**What you should do:**
Look through the lines below and extract each one that contains "Please".

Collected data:
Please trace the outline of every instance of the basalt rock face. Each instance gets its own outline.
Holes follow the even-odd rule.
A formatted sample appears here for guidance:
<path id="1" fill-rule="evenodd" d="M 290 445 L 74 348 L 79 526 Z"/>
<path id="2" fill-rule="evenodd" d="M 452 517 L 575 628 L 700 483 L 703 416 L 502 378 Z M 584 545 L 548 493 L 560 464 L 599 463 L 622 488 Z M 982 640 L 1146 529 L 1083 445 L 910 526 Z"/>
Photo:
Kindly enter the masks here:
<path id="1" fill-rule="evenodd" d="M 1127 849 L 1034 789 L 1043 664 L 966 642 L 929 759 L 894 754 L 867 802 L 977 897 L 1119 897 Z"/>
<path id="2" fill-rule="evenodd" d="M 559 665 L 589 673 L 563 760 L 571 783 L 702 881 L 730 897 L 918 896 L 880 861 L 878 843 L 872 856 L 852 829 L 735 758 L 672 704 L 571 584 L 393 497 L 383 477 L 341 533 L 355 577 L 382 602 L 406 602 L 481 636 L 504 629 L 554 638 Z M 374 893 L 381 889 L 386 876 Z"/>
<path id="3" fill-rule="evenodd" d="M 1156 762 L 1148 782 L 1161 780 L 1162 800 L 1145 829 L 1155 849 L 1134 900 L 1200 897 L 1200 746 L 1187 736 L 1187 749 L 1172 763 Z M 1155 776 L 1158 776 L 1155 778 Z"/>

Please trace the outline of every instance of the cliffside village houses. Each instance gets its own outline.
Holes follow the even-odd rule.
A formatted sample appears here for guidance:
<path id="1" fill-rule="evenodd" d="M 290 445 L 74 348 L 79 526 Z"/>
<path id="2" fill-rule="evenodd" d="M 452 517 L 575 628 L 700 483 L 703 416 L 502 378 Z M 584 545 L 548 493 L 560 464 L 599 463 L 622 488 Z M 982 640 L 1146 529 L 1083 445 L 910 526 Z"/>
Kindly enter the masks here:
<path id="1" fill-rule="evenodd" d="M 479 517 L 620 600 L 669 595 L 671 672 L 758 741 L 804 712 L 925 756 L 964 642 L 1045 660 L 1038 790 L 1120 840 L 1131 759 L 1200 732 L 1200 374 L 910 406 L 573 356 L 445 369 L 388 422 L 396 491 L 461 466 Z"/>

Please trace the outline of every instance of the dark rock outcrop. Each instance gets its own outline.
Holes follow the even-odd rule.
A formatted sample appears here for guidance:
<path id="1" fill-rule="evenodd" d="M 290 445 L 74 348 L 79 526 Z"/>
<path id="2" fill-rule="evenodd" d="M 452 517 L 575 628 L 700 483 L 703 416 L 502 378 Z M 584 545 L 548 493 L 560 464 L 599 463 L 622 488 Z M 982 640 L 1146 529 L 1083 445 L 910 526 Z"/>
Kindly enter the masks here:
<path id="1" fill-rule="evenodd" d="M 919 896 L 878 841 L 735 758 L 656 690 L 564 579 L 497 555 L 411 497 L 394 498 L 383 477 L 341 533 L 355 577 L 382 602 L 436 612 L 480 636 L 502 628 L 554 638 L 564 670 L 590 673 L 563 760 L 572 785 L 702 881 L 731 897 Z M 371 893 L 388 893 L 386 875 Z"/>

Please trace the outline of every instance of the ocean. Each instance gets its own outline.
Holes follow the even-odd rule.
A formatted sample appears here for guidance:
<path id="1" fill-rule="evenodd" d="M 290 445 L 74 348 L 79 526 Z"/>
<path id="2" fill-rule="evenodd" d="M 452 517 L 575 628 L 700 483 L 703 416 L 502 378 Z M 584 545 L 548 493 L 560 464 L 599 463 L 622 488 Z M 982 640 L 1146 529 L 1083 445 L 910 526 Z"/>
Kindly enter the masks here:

**Answer for this exercise:**
Please trace the outline of every instance of the basalt rock face. Each instance gets its own outline.
Please trace the outline of every instance of the cliffside village houses. Each instance gets its own outline.
Please trace the outline of every instance of the dark rock outcrop. Each instance gets its own outline.
Please trace the outline of every instance of the ocean. Each instance gets its own outline.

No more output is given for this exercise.